• EXTRACTED RECORDS
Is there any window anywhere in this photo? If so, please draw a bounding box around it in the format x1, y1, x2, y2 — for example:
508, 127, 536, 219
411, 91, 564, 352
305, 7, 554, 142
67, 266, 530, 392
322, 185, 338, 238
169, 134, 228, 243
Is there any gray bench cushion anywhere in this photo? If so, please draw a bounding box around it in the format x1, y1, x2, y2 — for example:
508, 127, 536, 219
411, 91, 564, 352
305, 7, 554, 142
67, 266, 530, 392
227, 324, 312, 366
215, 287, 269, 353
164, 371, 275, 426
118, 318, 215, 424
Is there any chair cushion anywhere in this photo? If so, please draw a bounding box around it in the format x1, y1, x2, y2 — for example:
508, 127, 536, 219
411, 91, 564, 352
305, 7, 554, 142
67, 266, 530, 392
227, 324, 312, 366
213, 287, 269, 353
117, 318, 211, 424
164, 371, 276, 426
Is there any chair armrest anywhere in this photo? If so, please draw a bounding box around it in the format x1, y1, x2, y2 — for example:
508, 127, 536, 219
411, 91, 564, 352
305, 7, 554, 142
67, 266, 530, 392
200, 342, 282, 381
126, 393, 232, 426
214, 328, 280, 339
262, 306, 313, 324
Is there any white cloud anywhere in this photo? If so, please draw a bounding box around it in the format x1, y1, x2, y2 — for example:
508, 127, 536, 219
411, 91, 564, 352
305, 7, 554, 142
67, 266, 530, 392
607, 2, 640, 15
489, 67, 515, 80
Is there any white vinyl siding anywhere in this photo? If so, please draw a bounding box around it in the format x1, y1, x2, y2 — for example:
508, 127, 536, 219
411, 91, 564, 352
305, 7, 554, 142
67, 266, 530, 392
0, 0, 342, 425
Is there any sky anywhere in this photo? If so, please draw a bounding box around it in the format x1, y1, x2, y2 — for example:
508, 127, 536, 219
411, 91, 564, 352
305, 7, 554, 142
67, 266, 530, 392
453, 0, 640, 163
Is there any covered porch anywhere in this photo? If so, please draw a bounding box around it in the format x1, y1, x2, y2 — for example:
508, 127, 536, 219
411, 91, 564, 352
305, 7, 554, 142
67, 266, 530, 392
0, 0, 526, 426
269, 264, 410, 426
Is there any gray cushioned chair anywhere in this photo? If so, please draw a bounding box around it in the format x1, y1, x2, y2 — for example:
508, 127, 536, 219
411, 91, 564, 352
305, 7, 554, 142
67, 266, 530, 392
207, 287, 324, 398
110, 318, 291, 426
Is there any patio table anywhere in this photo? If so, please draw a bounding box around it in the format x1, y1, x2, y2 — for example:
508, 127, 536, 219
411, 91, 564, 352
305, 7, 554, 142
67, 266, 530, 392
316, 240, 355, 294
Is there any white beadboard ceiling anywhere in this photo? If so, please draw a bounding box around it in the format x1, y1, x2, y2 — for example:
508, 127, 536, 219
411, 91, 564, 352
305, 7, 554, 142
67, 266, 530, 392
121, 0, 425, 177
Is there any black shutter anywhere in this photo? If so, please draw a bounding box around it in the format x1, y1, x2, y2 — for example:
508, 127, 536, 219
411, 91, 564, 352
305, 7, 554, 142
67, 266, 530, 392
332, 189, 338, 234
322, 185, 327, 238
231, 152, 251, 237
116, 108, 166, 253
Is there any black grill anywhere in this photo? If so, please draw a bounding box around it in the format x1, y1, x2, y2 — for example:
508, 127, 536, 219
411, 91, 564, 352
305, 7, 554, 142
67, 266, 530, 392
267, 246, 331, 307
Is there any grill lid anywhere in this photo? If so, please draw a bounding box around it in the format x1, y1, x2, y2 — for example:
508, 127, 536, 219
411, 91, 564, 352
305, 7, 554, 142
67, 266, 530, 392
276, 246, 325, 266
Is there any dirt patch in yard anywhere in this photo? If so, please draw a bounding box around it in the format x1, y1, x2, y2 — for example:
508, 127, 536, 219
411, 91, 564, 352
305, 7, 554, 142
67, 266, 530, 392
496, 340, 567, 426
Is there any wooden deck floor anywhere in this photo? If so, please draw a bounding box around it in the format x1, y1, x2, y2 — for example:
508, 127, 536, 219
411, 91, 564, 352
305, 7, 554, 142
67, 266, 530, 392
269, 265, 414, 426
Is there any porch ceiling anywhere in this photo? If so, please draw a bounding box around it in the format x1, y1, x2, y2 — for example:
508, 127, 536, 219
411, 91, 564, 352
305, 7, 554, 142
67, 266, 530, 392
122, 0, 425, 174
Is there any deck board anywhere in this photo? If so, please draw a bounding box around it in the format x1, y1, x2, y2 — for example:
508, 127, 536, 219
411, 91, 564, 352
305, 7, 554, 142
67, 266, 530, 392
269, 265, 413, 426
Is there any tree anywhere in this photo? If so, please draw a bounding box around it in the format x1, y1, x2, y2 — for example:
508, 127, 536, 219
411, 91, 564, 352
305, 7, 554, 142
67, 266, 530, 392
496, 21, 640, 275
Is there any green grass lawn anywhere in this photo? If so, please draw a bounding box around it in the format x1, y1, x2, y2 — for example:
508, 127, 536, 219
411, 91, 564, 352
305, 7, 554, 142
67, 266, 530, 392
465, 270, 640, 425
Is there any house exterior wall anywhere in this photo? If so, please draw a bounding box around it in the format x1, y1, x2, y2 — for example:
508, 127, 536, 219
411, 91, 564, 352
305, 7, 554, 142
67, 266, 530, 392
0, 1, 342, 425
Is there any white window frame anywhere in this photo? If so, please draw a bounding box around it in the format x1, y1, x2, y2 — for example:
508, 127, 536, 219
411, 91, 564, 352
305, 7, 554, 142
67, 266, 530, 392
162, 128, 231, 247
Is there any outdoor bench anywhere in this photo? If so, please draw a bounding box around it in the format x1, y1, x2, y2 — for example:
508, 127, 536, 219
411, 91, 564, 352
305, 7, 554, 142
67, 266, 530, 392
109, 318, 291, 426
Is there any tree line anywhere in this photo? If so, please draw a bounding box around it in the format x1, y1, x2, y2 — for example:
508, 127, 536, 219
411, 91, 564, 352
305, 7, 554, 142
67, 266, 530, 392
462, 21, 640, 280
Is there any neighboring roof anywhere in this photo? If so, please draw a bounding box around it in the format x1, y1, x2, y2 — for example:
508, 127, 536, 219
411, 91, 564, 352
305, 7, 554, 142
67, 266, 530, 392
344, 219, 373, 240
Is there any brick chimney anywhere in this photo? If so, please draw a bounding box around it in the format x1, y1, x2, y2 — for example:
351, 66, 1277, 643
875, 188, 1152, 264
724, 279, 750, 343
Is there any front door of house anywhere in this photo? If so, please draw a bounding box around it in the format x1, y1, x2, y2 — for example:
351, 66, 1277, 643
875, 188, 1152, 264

• THE EXERCISE
Copy all of the records above word for word.

• THE ANSWER
Is there any window anywhere in this photo? If so, please draw a bounding box around it in the format x1, y1, x2, y2 — for example:
508, 127, 536, 219
411, 91, 564, 352
305, 7, 554, 142
67, 266, 530, 392
322, 185, 338, 238
169, 134, 228, 243
Is there any gray bench cushion anywhere in this photo? If so, please draw a bounding box around it in the format x1, y1, x2, y2 — for example:
508, 127, 536, 219
411, 91, 564, 352
305, 7, 554, 142
67, 266, 530, 392
227, 324, 312, 366
215, 287, 269, 353
164, 371, 275, 426
118, 318, 215, 424
Is there any chair cushion anywhere in this photo? If so, please draw a bounding box around it in the format x1, y1, x2, y2 — for example:
508, 127, 536, 219
411, 91, 564, 352
305, 7, 554, 142
67, 266, 530, 392
227, 324, 312, 366
213, 287, 269, 353
117, 318, 211, 424
164, 371, 276, 426
Is there any chair armrest anywhere in this photo? If so, please draw a bounding box around it in the format x1, y1, x2, y2 — for example:
508, 127, 536, 219
411, 91, 564, 352
305, 7, 554, 142
67, 266, 530, 392
200, 342, 282, 381
126, 393, 232, 426
214, 328, 280, 339
262, 306, 313, 324
Is there any white cloud anywhere in this photo? If so, please draw a bounding box around it in the format x1, y1, x2, y2 — for example:
508, 127, 536, 219
411, 91, 564, 352
305, 7, 554, 142
67, 266, 530, 392
607, 2, 640, 15
489, 67, 515, 80
Is there any white vinyl siding anywhere in this photo? If so, please draw a bounding box around it in the format x1, y1, x2, y2 — for example:
508, 127, 536, 219
411, 91, 564, 352
305, 7, 554, 142
67, 266, 530, 392
0, 0, 342, 425
Is there any sky anywhere in this photo? If so, please draw a bounding box around it in the format x1, y1, x2, y2 — for example:
508, 127, 536, 219
411, 91, 564, 352
305, 7, 554, 142
67, 266, 530, 392
453, 0, 640, 163
Is there any covered porch anywhere in this photo? If so, please draw a bounding box around it in the format x1, y1, x2, y2 — for example:
508, 127, 536, 219
411, 91, 564, 352
305, 7, 554, 142
67, 266, 530, 392
0, 0, 526, 426
269, 264, 410, 426
Is there any gray cushioned chair anywhere in this photo? If so, please draw a bounding box around it in the format x1, y1, x2, y2 — for example:
508, 127, 536, 219
411, 91, 564, 352
305, 7, 554, 142
67, 266, 530, 392
207, 287, 324, 398
110, 318, 291, 426
Is there any patio table anywhere in this photo? If so, please draw a bounding box around it in the format x1, y1, x2, y2 — for example:
508, 127, 536, 219
411, 91, 564, 352
305, 7, 554, 142
67, 266, 530, 392
316, 240, 355, 294
Is there any white beadboard ceiling anywhere in this photo? If so, please draw a bounding box around it in the format x1, y1, x2, y2 — for example:
508, 127, 536, 219
411, 91, 564, 352
305, 7, 554, 142
67, 266, 530, 392
121, 0, 425, 177
Is there any black shutter anywhere in this photo? If so, please draw a bounding box around it in the format x1, y1, x2, y2 — for example:
508, 127, 536, 219
411, 91, 564, 352
305, 7, 554, 142
67, 266, 530, 392
332, 189, 338, 234
322, 185, 327, 238
231, 152, 251, 237
116, 108, 166, 253
Is there any black grill anywhere in this photo? If so, please draw a bounding box around it in the format x1, y1, x2, y2 — for example:
508, 127, 536, 219
411, 91, 564, 352
305, 7, 554, 142
67, 266, 530, 392
267, 246, 331, 307
Is there any grill lid anywhere in this photo? If so, please draw a bounding box around it in the format x1, y1, x2, y2 — for example:
508, 127, 536, 219
411, 91, 564, 352
305, 7, 554, 142
67, 266, 530, 392
276, 246, 325, 266
Is there any dirt patch in yard anywhere in this photo? If so, please draw a bounding box around it in the format x1, y1, x2, y2 — for example:
508, 127, 536, 219
411, 91, 564, 352
305, 7, 554, 142
67, 266, 530, 392
496, 340, 567, 426
Is there any wooden deck floor anywhere in this photo? If so, please draw a bounding box around it in the format x1, y1, x2, y2 — for example:
508, 127, 536, 219
411, 91, 564, 352
305, 7, 554, 142
67, 266, 530, 392
269, 265, 414, 426
Is there any porch ceiling anywhere in this photo? If so, please draw a bounding box around it in the format x1, y1, x2, y2 — for example:
508, 127, 536, 219
411, 91, 564, 352
305, 7, 554, 142
67, 266, 530, 392
122, 0, 425, 174
Is there any deck board anywhere in this photo? If so, please draw a bounding box around it in the format x1, y1, x2, y2 — for example:
508, 127, 536, 219
411, 91, 564, 352
305, 7, 554, 142
67, 266, 530, 392
269, 265, 413, 426
Is there any tree anywhere in this photo? If so, please draw a bounding box around it in the format x1, y1, x2, y2 — for example:
508, 127, 536, 219
411, 91, 564, 352
305, 7, 554, 142
67, 266, 530, 392
496, 21, 640, 275
Is there any green grass lawn anywhere in this photo? If so, please draw a bounding box around it in the format x1, y1, x2, y2 — for example:
508, 127, 536, 219
411, 91, 564, 352
305, 7, 554, 142
67, 266, 530, 392
465, 270, 640, 425
Is there any house exterior wall anywhere in this photo? If so, please draw a bounding box around it in the format x1, y1, x2, y2 — for example:
508, 127, 536, 219
411, 91, 564, 352
305, 7, 554, 142
67, 266, 530, 392
0, 1, 342, 425
Is there any white window frame anywhere in this photo? If so, please draw a bounding box around it in the format x1, y1, x2, y2 — for example:
508, 127, 536, 219
411, 91, 564, 352
305, 7, 554, 142
67, 266, 530, 392
162, 128, 231, 247
Is there any outdoor bench anywhere in this photo? If so, please draw a bounding box around it in the format x1, y1, x2, y2 — for example:
508, 127, 536, 219
411, 91, 564, 352
305, 7, 554, 142
67, 266, 530, 392
109, 318, 291, 426
Is there any tree line anywhere in this photo? If so, please draw a bounding box around it in the format x1, y1, x2, y2 — for example:
508, 127, 536, 219
411, 91, 564, 352
305, 7, 554, 142
67, 266, 530, 392
462, 21, 640, 280
Is there any neighboring roof anywhere in this photo? If so, please draw a bounding box around it in the format x1, y1, x2, y2 — for example:
508, 127, 536, 219
411, 91, 564, 352
305, 7, 554, 142
67, 266, 530, 392
344, 219, 373, 240
Is there any brick chimney anywhere in this photo? If so, please draw a bounding box around it in the format x1, y1, x2, y2 — for example:
351, 66, 1277, 643
875, 188, 1152, 264
724, 279, 750, 343
Is there any front door of house anywhere in this photo? If so, please draw a bounding box around it in the format x1, y1, x2, y2 — for example:
351, 66, 1277, 643
875, 188, 1152, 264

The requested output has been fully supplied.